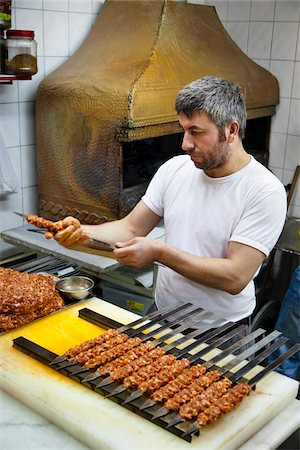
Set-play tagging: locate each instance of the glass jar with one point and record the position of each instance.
(2, 52)
(5, 14)
(20, 53)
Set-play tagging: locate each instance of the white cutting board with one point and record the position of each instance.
(102, 424)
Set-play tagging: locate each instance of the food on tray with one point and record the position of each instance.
(191, 390)
(25, 297)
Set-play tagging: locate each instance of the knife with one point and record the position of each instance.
(95, 243)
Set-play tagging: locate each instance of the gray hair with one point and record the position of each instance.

————

__WHAT IS NEEDED__
Rewrite all of the lines above, replacing "position" with "location" wherever it appears and keeping everything else the same. Do not include the pictures.

__RESULT OF THE TASK__
Set-play tagging: locate each instance of the glass jar with one point and record the location of each instance.
(2, 52)
(5, 14)
(20, 53)
Set-play tagging: locate each instance of the white cutting board with one point and record the location of each instance.
(102, 424)
Set-play tagging: locate each instance of the food on tray with one point and record the location of each instance.
(191, 390)
(25, 297)
Set-play tagging: locate each instance of the knife with one point and record the location of each instance.
(95, 243)
Set-play tagging: locate each instance of the gray hair with one point and record the location of each instance.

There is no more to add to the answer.